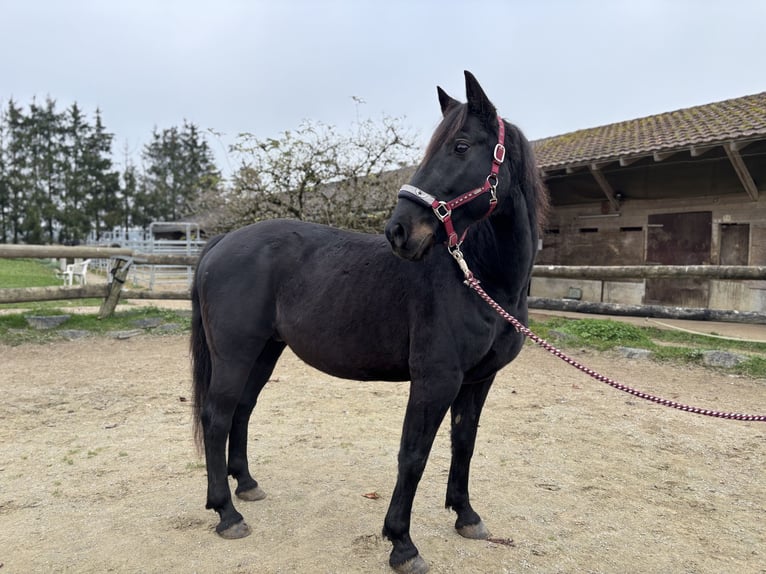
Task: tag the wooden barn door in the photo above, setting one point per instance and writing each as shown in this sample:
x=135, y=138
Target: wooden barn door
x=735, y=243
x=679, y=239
^^^^^^^^^^^^^^^^
Directive: Rewrite the material above with every "wooden barn door" switched to "old barn door" and everything else kept the same. Leave the pictures out.

Solution:
Task: tag the old barn door in the photo above, setting one point per instance and writing each as shown in this sample:
x=135, y=138
Target: old barn door
x=735, y=243
x=679, y=239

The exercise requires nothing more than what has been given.